▶ **Work to complete**
Answer these questions from the Tabular Editor article below:
1. Who wrote Tabular Editor?
2. What kind of Power BI files can Tabular Editor currently work with?
3. What preview feature did Microsoft introduce with the March 2020 release?

▶ **Excerpt to read**
......

Introduction to Tabular Editor for Business Users - Excelerator BI

Introduction to Tabular Editor for Business Users

Tabular Editor is a community Open Source software project written by Daniel Otykier.   I have known about this product for several years but never really invested the time to understand what it does and how it can help me do my job.  Last week I attended the Microsoft Virtual MVP Summit live from Redmond, USA.  During the conference, Daniel gave a presentation on how Tabular Editor works, and I have to say I was amazed.  Many professional tabular modellers will already know about this tool, but I think many of my reading audience will not.  This article is of course for everyone, but particularity my readers who may not know about this product.

What can I do with Tabular Editor

In short, lots of things.  I will cover more features in the future.  For this article I am going to show you how to automate the creation of measures so quickly that it will make your eyes water – believe me.  Just don’t tell the boss how quickly you can do it or you might end up with more work.

Limitations of Tabular Editor with Power BI

Currently Tabular Editor can only operate over Power BI Template files (more on that later).  It has the ability to write back changes made by Tabular Editor back to the template file, however be aware that this is not currently supported by Microsoft (back up first).  Despite it not being supported, Microsoft has announced that it will be supporting such features in the future.  In fact with the March 2020 release, Microsoft introduced a preview feature “Store datasets using enhanced metadata format”.  This new data format is part of the journey to re-plumb the back end to support XMLA read/write for management of Power BI datasets.

I can’t wait to see what the future holds in this space.  OK, so let’s get started already!

Download and Install Tabular Editor

Firstly download the latest version of the Tabular Editor from Github here

Install the tool on your PC – you may have to override any security warnings by Windows defender about the publisher being “unknown”. Daniel is a good guy, so you can proceed with the installation with safety. You can then create a shortcut to the TabularEditor.exe file and pin it to Start for easy access.  Make sure you leave the option to add a shortcut checked during installation.

After installation, run Tabular Editor and take a look. It looks like this.

......

▶ **Given entries**
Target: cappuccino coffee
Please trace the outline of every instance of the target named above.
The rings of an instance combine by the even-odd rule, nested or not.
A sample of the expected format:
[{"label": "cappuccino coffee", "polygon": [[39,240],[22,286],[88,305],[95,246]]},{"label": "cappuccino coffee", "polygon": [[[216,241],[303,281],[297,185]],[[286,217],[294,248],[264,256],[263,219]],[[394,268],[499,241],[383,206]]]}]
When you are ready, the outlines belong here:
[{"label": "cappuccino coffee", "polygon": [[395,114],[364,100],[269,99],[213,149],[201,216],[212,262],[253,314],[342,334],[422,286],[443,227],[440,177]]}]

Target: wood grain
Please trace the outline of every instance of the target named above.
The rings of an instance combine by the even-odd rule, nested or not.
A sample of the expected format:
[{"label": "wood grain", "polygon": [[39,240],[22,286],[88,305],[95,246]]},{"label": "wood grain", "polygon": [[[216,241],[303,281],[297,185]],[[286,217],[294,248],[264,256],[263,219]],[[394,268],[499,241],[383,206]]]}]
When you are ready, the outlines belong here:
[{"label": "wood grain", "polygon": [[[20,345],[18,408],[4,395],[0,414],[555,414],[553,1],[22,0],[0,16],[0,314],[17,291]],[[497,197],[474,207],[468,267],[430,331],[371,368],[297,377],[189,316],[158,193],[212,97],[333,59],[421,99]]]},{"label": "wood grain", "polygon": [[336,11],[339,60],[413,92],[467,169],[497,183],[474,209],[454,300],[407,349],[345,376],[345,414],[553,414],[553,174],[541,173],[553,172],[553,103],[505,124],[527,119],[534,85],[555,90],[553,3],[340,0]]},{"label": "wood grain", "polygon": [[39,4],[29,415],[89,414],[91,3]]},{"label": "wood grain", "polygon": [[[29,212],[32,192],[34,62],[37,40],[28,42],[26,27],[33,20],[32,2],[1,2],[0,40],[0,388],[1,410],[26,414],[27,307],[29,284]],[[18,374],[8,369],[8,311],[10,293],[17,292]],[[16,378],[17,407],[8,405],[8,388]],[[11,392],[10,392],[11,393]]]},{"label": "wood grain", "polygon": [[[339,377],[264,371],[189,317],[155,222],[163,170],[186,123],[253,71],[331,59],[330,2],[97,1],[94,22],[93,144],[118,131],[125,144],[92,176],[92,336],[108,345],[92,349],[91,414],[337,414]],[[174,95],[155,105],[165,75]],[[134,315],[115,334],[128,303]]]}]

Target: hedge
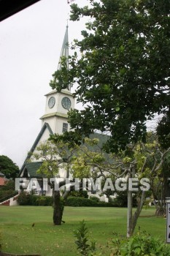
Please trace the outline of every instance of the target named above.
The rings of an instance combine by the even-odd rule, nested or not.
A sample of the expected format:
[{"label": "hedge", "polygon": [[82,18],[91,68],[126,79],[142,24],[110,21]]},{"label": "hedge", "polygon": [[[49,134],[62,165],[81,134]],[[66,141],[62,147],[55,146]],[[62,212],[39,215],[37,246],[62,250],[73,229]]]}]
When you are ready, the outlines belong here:
[{"label": "hedge", "polygon": [[[98,202],[93,198],[88,199],[80,197],[69,197],[65,201],[66,206],[93,206],[93,207],[114,207],[117,206],[112,203]],[[44,195],[35,195],[22,192],[18,197],[18,203],[20,206],[50,206],[53,205],[53,197]]]},{"label": "hedge", "polygon": [[65,202],[66,206],[93,206],[112,207],[113,204],[106,202],[96,202],[94,200],[77,197],[69,197]]},{"label": "hedge", "polygon": [[18,203],[20,206],[50,206],[53,204],[53,198],[52,197],[35,195],[22,192],[18,197]]}]

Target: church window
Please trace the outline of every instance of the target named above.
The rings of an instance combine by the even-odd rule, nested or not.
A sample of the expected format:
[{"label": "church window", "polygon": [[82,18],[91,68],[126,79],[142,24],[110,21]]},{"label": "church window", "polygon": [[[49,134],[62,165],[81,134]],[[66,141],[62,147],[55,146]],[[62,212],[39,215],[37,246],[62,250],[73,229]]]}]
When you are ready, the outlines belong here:
[{"label": "church window", "polygon": [[68,131],[68,124],[63,123],[63,132]]}]

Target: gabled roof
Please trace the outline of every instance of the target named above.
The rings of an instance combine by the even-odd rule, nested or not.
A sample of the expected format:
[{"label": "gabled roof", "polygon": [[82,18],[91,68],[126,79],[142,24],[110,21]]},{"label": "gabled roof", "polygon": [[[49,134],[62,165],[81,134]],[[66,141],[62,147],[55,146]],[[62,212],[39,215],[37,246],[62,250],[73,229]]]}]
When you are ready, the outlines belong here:
[{"label": "gabled roof", "polygon": [[42,178],[43,176],[42,174],[36,173],[42,164],[42,162],[26,162],[25,164],[25,168],[31,178]]},{"label": "gabled roof", "polygon": [[[29,151],[30,153],[33,153],[33,152],[34,152],[34,151],[35,150],[36,146],[38,145],[38,143],[39,142],[39,140],[40,140],[40,139],[41,139],[41,138],[42,138],[42,135],[43,135],[43,133],[45,132],[45,131],[46,129],[48,129],[50,134],[51,134],[51,135],[53,134],[53,131],[52,131],[52,129],[51,129],[50,125],[49,125],[47,123],[45,123],[44,125],[43,125],[43,127],[42,127],[42,129],[41,129],[41,131],[39,132],[38,136],[36,137],[36,140],[34,141],[34,143],[33,144],[33,146],[32,146],[32,147],[31,147],[31,150],[30,150],[30,151]],[[30,158],[30,154],[28,154],[27,155],[27,157],[26,157],[25,161],[24,161],[24,163],[23,163],[23,165],[22,167],[20,168],[20,173],[19,173],[19,174],[18,174],[18,176],[20,176],[20,174],[22,173],[23,170],[24,170],[24,168],[25,168],[25,167],[26,167],[26,161],[27,161],[29,158]]]}]

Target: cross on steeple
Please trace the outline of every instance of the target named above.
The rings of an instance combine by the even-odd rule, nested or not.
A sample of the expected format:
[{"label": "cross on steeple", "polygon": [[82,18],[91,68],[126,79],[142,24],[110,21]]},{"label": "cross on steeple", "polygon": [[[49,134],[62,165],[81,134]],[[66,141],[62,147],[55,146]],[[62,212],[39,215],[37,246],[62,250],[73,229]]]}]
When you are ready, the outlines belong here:
[{"label": "cross on steeple", "polygon": [[[68,28],[69,26],[67,24],[66,26],[66,30],[65,32],[65,35],[63,37],[63,42],[61,51],[61,55],[60,55],[60,60],[61,58],[63,56],[65,56],[66,58],[66,65],[67,65],[67,69],[69,69],[69,35],[68,35]],[[59,63],[58,65],[58,70],[61,69],[61,61],[59,60]]]}]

......

▶ **Solved exercise**
1. Daniel Otykier
2. Power BI Template files
3. "Store datasets using enhanced metadata format"